The task >>
State how many lines in the records that follow contain the string "below" with matching case, and give only that number.

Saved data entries
§

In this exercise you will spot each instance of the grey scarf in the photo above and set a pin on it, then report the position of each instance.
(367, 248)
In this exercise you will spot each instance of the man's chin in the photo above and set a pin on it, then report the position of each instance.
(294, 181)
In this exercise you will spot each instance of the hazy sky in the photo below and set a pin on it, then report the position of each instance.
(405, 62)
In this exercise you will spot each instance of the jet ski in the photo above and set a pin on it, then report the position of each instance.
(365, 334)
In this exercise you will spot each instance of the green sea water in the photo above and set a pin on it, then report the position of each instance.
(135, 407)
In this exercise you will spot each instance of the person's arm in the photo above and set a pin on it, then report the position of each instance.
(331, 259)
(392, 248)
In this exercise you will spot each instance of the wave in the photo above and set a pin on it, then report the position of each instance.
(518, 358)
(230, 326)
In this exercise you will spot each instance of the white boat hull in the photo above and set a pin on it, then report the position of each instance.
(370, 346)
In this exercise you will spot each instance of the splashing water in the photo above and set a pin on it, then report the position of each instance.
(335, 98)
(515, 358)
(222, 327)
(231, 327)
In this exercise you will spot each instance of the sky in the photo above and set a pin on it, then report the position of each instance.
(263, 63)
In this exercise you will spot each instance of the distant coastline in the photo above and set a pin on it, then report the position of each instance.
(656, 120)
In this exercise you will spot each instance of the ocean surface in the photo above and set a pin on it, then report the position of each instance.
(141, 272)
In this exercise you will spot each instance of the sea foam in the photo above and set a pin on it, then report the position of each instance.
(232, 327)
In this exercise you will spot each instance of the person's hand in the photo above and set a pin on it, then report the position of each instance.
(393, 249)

§

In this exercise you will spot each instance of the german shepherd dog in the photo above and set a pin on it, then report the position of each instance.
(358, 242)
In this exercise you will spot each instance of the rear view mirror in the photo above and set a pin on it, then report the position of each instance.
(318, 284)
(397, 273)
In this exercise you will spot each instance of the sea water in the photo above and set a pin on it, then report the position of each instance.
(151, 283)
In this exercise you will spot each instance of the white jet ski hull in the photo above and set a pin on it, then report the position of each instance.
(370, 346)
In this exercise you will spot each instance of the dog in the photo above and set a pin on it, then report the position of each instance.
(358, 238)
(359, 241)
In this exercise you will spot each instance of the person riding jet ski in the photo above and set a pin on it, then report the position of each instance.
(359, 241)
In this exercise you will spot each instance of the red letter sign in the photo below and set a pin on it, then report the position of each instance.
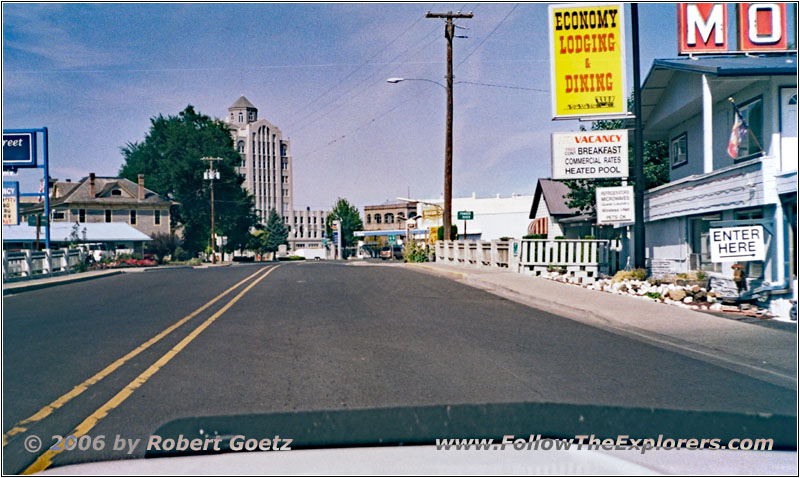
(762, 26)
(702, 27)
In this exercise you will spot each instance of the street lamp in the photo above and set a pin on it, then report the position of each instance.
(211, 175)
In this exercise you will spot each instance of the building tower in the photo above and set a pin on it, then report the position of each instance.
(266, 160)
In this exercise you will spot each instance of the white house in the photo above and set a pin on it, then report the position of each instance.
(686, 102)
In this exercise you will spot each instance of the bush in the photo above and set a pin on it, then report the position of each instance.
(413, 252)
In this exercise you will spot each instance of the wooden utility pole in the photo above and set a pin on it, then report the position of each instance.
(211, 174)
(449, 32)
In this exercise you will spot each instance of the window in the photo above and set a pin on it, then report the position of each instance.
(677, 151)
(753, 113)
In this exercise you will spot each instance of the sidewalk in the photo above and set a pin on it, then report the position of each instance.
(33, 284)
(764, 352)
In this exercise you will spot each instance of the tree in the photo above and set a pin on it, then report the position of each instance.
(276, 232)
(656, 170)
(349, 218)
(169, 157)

§

Result of the task >>
2